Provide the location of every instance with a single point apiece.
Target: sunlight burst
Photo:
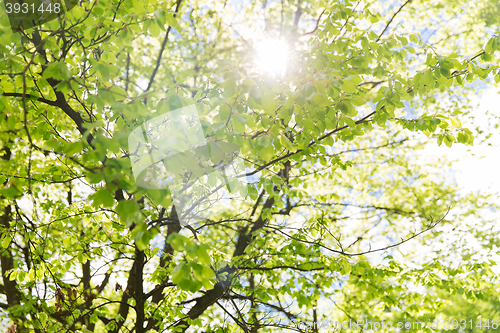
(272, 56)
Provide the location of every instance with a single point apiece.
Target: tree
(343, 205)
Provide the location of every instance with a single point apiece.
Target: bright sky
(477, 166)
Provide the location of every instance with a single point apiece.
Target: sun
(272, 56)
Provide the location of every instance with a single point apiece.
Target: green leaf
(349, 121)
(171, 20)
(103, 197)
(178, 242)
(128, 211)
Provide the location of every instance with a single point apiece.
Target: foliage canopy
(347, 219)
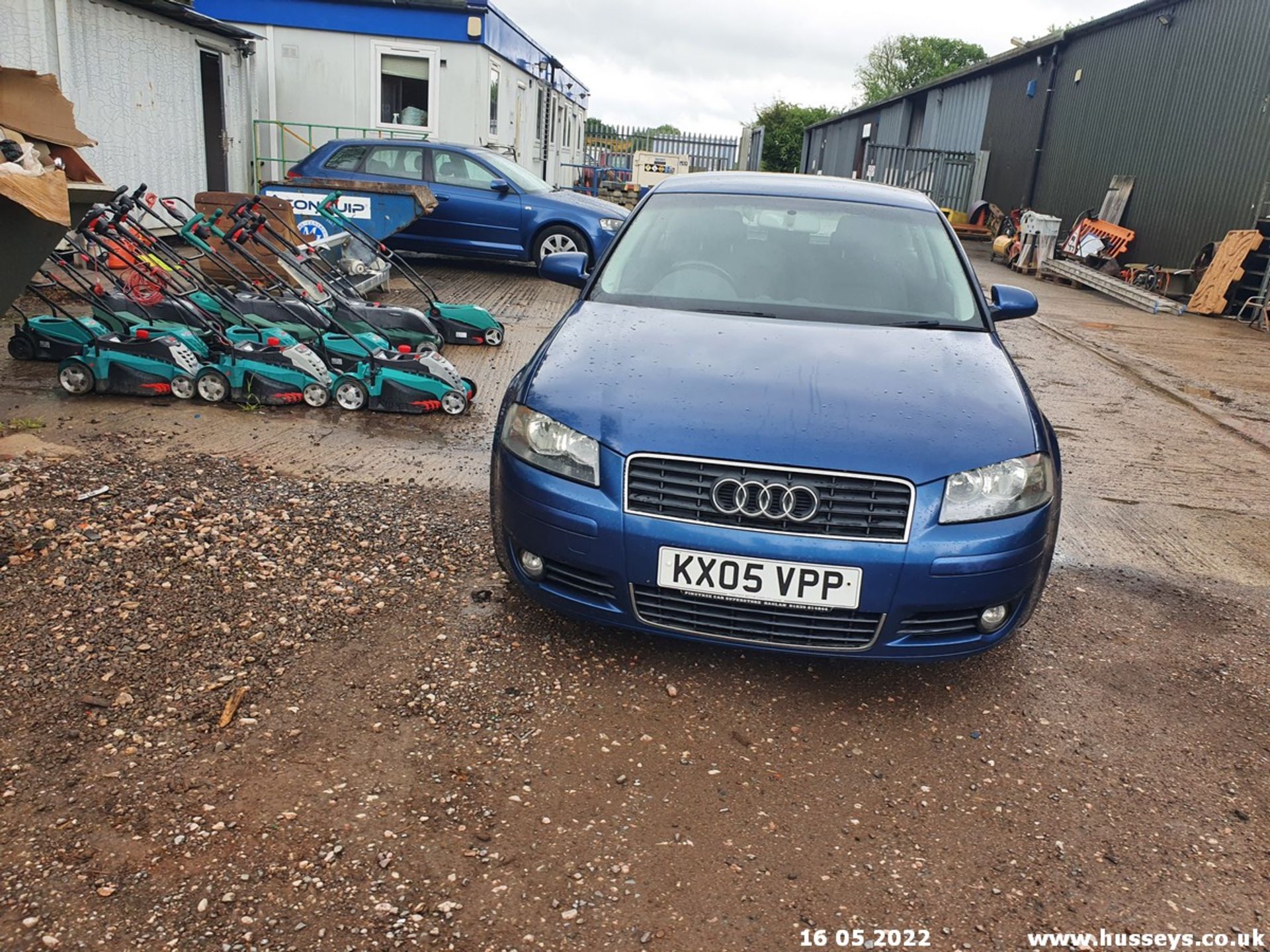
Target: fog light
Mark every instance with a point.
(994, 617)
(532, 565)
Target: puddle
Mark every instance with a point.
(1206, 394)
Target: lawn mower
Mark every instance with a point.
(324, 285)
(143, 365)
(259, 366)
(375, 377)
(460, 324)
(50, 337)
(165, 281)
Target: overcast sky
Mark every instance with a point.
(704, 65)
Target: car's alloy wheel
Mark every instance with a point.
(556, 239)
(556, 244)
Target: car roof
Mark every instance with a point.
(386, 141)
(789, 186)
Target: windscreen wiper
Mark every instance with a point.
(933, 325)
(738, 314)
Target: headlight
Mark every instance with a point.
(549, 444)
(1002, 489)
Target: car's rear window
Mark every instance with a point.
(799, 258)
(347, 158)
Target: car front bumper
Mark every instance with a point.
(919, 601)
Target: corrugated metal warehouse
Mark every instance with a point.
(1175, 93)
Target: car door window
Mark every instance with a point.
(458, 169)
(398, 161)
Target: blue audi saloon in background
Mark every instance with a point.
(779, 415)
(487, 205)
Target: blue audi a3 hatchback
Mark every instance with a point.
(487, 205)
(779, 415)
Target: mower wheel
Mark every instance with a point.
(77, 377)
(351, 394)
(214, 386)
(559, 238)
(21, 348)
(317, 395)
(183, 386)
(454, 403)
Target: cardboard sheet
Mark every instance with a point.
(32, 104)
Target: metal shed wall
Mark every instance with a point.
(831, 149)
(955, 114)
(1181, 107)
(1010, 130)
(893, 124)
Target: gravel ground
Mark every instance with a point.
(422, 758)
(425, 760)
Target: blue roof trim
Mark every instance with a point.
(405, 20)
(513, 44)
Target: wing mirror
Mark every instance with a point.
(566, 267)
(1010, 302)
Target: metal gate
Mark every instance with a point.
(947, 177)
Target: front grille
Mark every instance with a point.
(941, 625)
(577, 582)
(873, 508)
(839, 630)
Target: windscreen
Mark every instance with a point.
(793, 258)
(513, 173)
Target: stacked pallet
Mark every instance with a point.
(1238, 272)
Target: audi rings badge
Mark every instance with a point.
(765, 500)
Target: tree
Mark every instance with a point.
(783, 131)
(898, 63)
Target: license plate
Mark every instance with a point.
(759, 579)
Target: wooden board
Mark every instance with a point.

- Job -
Your task is an exact transcription of all the data, minus the pictures.

- Answer for the task -
Provide the location of every instance with a single point apiece.
Target: sunlight burst
Photo:
(272, 56)
Provide the location of every instance with a single point apiece.
Target: tree
(343, 205)
Provide the location of every instance with a single point apiece.
Target: bright sky
(477, 166)
Provide the location of every instance with a single point apiece.
Target: sun
(272, 56)
Provide the location of every instance with a single point apiece.
Target: green leaf
(349, 121)
(171, 20)
(103, 197)
(178, 242)
(128, 211)
Provide the location of every instance with a single point apiece.
Target: foliage canopy
(347, 219)
Target: fog light
Mark every instance with a point.
(994, 617)
(532, 565)
Target: puddle
Mark every instance with a point.
(1206, 394)
Target: lawn mower
Mark every instance with a point.
(324, 285)
(143, 365)
(259, 366)
(375, 377)
(460, 324)
(50, 337)
(165, 281)
Target: overcast sky
Mark every instance with a point.
(704, 65)
Target: car's alloy wheel
Mark every instance with a point.
(556, 239)
(556, 244)
Target: car roof
Mark every instance with a point.
(386, 141)
(789, 186)
Target: windscreen wiper
Mark every instance with a point.
(933, 325)
(738, 314)
Target: headlight
Mark every instance with a point.
(549, 444)
(1002, 489)
Target: car's rear window
Mark every instance with a point.
(799, 258)
(347, 158)
Target: car front bumper
Mark every instance with a point.
(919, 601)
Target: corrugated metal warehouse
Mark every instance with a point.
(1175, 93)
Target: car door window
Mark every instance with a point.
(458, 169)
(398, 161)
Target: blue audi saloon in background
Mark every instance with a point.
(779, 415)
(487, 205)
Target: blue audi a3 hatchback
Mark every instance with a point.
(487, 205)
(779, 415)
Target: mower wheel
Mark every instance with a point.
(77, 377)
(351, 394)
(214, 386)
(559, 238)
(21, 348)
(317, 395)
(183, 386)
(454, 403)
Target: cardboard sheet
Mark every instance with a point.
(32, 104)
Target: metal shed wall
Mark every instance with a point.
(831, 149)
(955, 114)
(1181, 107)
(1010, 130)
(893, 124)
Target: gravel ground
Mark every instance with a point.
(422, 758)
(425, 760)
Target: blue roof trim
Mark every instance with a point.
(405, 20)
(513, 44)
Target: wing mirror
Mark every instance with a point.
(566, 267)
(1010, 302)
Target: metal gate
Mark every instance with a point.
(947, 177)
Target: front grille
Mark every instance with a point.
(941, 625)
(577, 582)
(873, 508)
(839, 630)
Target: windscreen
Mark every instance with a point.
(793, 258)
(513, 173)
Target: stacked pallet
Mark every instance with a point.
(1238, 272)
Target: audi rings badge
Mark every instance with a point.
(765, 500)
Target: tree
Mark every instance with a point.
(783, 131)
(898, 63)
Target: license plate
Mark every instance with a point.
(759, 579)
Target: wooden board
Mark every instance with a point.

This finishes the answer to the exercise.